## What is expected
Locate each line below that contains the word "distant", and copy all of those lines.

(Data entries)
——

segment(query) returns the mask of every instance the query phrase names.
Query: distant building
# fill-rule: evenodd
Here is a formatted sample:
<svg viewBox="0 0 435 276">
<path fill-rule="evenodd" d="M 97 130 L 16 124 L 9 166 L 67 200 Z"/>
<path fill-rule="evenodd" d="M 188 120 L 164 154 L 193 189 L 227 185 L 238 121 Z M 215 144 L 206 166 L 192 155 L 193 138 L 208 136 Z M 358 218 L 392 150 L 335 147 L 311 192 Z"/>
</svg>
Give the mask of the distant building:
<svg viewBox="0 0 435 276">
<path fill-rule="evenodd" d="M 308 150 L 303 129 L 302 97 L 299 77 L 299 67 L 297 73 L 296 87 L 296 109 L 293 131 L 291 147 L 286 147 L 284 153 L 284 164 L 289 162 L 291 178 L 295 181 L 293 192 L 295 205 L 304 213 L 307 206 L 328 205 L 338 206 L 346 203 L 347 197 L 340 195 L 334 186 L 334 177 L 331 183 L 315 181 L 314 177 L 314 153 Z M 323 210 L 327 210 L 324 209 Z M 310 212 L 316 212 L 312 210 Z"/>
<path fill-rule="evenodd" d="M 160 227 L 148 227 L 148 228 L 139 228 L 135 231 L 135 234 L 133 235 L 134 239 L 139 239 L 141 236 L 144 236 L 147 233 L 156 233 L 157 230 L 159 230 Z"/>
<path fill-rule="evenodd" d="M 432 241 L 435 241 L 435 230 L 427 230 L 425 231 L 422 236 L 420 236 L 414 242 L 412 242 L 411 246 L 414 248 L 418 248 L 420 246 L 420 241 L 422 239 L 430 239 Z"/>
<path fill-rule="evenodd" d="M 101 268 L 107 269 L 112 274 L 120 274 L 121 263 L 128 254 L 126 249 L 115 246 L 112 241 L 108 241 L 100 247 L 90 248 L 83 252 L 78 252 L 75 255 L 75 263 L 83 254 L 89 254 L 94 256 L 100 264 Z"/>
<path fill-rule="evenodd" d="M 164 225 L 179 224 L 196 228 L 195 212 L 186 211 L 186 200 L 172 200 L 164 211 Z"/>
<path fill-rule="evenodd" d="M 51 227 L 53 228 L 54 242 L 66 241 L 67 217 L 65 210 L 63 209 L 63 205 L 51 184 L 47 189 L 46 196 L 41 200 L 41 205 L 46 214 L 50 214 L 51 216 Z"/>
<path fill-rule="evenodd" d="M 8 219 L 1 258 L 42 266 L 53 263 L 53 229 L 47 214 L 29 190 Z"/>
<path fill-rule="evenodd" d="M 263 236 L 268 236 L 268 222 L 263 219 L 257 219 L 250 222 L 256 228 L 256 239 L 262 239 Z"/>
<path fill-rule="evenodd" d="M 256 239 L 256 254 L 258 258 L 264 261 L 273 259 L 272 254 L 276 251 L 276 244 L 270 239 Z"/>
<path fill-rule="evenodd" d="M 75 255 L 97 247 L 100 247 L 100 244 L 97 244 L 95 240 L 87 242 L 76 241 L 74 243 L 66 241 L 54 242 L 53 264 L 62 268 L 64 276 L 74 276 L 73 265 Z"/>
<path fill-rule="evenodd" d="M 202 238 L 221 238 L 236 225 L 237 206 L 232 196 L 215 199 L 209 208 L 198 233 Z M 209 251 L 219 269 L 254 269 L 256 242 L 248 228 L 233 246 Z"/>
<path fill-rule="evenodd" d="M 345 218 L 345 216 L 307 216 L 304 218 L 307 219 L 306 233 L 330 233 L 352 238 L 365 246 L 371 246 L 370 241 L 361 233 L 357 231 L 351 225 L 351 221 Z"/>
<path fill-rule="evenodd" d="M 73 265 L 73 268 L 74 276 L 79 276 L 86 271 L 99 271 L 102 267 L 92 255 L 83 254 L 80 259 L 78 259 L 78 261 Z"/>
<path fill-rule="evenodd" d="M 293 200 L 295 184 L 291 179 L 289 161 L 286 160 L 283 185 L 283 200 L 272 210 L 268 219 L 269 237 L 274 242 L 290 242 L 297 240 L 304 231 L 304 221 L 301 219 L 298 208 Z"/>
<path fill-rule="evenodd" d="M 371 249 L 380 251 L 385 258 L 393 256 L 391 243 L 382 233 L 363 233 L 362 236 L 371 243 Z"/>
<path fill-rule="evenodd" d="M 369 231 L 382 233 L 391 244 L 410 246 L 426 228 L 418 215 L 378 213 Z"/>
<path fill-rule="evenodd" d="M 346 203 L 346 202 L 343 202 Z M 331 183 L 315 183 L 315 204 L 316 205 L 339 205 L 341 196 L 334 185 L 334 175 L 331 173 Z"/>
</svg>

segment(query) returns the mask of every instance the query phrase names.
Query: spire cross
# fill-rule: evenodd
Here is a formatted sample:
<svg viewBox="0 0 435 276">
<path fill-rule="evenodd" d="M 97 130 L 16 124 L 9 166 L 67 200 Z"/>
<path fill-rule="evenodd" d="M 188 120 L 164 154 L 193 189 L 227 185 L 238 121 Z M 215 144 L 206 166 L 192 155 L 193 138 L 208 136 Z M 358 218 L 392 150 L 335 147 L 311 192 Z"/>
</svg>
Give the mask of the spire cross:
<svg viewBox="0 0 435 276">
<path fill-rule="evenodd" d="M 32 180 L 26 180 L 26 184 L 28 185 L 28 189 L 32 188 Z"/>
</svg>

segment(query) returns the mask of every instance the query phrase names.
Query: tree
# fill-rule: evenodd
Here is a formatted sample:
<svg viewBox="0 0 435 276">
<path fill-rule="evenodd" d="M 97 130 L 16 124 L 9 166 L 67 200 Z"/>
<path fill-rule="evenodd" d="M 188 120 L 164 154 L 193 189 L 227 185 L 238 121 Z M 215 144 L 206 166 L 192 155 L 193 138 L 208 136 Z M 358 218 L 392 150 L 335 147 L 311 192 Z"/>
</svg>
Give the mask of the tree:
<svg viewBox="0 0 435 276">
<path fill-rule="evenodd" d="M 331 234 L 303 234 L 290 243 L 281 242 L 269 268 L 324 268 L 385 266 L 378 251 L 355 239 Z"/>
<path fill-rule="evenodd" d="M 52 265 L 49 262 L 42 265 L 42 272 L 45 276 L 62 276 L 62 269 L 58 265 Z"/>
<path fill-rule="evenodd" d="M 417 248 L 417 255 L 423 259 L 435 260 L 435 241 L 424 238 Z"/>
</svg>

——

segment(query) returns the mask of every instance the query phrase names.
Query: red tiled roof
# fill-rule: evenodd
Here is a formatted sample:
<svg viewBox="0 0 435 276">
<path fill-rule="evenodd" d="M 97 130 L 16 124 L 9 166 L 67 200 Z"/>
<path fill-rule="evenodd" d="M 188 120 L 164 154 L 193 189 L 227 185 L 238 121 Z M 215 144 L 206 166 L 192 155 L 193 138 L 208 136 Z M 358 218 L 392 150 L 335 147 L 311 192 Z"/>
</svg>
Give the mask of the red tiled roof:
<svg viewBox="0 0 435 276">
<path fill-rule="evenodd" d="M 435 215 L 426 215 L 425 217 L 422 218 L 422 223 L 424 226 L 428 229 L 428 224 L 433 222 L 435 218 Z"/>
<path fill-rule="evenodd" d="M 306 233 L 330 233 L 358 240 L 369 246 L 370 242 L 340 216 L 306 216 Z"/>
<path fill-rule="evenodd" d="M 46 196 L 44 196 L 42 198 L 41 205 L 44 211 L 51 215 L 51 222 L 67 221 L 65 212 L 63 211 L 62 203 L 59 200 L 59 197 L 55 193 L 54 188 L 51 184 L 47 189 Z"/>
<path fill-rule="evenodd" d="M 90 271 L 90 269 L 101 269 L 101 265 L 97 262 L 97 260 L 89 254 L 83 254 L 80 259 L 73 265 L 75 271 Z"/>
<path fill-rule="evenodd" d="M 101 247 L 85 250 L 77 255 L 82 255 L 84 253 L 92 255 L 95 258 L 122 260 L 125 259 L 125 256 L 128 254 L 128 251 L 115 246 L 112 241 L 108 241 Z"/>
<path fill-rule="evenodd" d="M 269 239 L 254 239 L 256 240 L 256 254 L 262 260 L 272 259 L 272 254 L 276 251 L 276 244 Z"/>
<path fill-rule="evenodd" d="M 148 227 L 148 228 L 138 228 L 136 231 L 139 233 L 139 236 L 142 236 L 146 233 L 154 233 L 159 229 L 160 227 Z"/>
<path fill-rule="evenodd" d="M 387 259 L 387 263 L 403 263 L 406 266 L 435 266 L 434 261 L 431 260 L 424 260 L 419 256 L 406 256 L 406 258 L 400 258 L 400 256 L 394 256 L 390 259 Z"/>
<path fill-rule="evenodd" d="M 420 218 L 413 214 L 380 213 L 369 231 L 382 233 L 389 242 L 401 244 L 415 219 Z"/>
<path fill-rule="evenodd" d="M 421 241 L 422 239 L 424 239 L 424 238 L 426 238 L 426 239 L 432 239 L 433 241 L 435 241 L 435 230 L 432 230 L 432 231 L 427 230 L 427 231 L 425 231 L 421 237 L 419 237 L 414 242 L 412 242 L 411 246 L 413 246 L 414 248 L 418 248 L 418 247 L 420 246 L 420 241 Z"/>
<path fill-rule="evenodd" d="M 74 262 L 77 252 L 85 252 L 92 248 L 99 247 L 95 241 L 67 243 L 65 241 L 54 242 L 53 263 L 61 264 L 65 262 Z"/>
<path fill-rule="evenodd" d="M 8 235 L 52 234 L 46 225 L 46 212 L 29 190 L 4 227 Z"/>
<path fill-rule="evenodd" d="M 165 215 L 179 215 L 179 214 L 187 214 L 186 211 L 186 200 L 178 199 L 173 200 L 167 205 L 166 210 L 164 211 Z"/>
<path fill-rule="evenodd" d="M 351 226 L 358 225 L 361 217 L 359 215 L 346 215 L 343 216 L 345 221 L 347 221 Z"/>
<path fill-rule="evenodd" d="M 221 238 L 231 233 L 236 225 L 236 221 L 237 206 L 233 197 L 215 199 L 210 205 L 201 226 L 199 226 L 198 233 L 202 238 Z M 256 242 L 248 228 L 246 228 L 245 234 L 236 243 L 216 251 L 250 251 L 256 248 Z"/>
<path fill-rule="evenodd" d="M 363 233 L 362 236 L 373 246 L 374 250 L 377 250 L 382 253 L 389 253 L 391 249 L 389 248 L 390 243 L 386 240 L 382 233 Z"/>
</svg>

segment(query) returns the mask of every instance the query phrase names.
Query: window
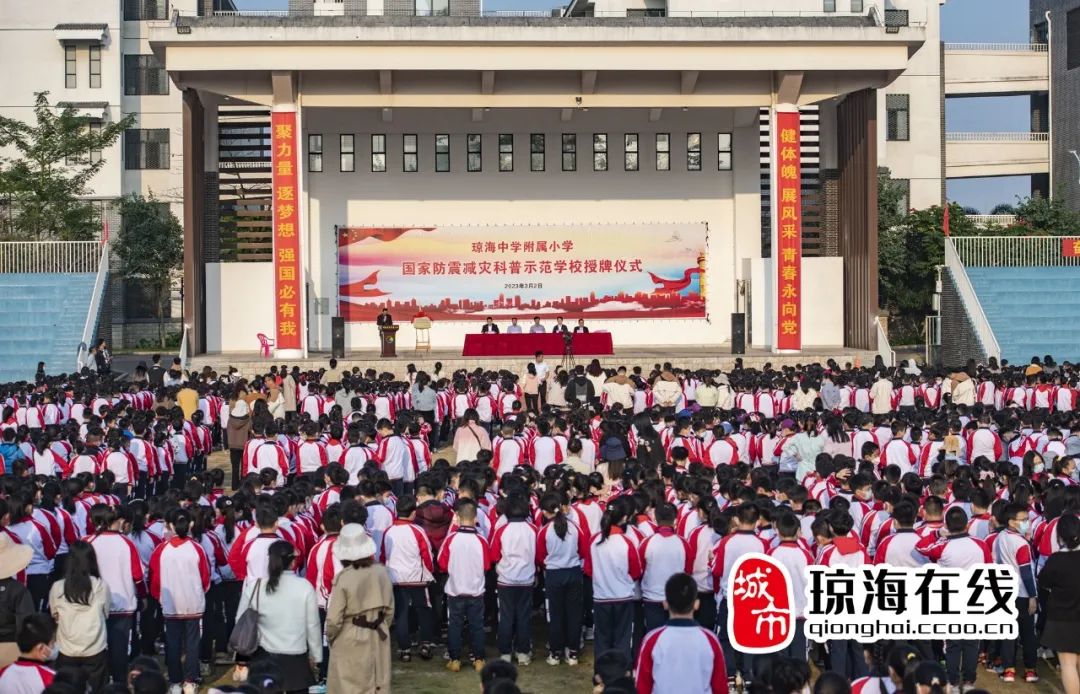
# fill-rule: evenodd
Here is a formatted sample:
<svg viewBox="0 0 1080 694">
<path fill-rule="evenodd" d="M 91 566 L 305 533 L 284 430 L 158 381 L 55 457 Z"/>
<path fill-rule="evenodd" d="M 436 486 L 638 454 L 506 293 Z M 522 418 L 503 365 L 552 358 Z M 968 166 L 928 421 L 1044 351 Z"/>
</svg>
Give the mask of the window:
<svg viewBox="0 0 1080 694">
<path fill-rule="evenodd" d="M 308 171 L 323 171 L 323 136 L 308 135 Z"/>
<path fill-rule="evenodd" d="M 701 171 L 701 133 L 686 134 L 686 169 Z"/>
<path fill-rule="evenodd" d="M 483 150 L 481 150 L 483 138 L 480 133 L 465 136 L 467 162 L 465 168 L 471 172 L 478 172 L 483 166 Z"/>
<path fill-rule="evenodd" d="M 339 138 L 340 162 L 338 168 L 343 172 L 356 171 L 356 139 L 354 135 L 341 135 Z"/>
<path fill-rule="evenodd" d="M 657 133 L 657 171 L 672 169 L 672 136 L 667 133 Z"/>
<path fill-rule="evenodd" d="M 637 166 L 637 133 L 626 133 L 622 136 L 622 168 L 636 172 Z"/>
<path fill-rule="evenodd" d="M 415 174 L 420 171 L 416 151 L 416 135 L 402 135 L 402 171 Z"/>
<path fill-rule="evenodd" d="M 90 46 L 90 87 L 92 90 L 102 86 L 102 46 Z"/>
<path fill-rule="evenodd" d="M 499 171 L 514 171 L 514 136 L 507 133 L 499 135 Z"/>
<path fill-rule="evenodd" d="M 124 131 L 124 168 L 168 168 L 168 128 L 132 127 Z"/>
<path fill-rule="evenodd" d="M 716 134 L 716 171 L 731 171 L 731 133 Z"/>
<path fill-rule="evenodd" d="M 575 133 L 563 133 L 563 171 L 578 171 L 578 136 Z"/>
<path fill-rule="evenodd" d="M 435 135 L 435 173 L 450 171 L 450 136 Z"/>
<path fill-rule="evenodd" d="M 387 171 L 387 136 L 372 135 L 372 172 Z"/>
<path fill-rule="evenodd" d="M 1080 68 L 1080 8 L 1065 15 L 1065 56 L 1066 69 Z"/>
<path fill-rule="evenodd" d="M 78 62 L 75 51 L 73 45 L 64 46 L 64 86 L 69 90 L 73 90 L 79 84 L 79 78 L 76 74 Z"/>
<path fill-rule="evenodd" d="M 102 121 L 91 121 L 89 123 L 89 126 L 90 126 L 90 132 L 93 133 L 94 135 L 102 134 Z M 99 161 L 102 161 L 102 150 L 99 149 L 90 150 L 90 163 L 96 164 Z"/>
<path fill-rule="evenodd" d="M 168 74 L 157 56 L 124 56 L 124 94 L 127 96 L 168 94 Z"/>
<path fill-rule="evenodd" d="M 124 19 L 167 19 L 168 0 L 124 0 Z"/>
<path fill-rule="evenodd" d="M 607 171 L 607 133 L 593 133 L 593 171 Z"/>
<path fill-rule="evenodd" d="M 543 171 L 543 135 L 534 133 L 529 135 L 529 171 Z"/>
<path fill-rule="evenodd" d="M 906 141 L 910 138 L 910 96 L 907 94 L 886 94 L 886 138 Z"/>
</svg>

——

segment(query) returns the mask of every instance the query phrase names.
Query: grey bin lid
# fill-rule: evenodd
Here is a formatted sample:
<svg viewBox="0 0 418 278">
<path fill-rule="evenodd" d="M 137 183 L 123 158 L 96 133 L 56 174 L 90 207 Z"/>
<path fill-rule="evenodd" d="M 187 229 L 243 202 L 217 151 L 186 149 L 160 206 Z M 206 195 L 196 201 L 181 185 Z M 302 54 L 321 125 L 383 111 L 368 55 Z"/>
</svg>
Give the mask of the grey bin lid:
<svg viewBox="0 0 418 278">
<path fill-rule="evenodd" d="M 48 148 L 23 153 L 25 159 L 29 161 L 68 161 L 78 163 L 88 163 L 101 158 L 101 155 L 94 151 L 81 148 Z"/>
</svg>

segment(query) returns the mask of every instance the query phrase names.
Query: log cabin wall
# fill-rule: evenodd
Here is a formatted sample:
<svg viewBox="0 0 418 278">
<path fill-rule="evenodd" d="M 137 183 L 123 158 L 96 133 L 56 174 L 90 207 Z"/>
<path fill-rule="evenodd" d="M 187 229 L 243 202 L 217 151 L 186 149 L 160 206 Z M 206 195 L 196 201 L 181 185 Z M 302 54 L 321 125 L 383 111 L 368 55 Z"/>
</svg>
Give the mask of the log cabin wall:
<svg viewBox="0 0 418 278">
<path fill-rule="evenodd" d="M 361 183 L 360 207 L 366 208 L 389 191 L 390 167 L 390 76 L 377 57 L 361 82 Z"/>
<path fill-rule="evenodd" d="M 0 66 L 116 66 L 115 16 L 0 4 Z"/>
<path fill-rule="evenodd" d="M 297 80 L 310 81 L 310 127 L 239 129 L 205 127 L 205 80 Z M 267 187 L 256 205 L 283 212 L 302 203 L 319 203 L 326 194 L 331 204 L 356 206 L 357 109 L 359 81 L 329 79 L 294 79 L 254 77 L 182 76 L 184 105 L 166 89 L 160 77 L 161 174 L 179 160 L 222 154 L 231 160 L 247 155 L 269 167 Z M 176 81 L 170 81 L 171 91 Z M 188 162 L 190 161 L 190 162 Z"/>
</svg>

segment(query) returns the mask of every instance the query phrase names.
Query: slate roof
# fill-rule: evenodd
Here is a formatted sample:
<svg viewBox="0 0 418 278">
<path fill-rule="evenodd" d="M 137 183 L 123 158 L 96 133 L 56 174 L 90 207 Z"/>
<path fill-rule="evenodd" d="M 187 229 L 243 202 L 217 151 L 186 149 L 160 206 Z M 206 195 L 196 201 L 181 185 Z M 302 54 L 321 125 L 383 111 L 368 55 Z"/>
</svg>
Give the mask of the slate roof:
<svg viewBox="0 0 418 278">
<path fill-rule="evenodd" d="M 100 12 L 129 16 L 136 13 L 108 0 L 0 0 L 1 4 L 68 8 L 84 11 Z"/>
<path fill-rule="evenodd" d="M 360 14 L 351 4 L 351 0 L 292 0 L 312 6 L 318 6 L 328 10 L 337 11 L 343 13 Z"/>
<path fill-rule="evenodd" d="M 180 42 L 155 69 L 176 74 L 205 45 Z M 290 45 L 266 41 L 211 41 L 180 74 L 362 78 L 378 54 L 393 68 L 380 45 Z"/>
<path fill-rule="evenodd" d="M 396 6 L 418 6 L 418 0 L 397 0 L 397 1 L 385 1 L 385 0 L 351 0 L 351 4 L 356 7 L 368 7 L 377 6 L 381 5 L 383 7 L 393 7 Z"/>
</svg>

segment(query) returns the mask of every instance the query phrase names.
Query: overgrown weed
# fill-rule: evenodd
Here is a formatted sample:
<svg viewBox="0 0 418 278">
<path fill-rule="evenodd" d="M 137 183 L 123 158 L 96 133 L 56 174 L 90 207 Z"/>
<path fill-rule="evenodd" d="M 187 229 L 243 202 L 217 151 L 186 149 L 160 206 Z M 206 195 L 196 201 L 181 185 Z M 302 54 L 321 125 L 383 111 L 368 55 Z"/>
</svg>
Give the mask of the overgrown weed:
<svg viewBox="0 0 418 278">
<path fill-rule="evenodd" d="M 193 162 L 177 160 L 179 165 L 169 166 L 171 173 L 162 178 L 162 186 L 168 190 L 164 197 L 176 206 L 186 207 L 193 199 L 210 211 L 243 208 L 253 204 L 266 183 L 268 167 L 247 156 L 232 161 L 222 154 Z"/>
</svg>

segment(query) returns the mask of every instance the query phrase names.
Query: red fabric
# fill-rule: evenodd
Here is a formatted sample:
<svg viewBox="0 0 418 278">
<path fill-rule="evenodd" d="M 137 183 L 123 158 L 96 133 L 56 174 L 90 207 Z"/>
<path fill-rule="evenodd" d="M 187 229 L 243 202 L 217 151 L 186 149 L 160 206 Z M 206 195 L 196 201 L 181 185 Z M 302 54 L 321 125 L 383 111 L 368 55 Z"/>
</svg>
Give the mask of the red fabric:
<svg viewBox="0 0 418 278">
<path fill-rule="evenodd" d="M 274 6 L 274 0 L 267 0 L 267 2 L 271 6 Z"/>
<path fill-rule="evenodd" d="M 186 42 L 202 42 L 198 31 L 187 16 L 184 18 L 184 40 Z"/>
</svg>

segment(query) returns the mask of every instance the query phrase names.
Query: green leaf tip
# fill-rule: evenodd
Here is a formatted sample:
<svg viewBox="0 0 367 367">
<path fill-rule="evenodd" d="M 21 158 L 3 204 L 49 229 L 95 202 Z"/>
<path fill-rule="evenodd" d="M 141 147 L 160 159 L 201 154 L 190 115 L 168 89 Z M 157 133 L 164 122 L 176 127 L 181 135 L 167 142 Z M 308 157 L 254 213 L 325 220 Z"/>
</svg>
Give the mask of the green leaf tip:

——

## Finished exercise
Query: distant building
Give the mask of the distant building:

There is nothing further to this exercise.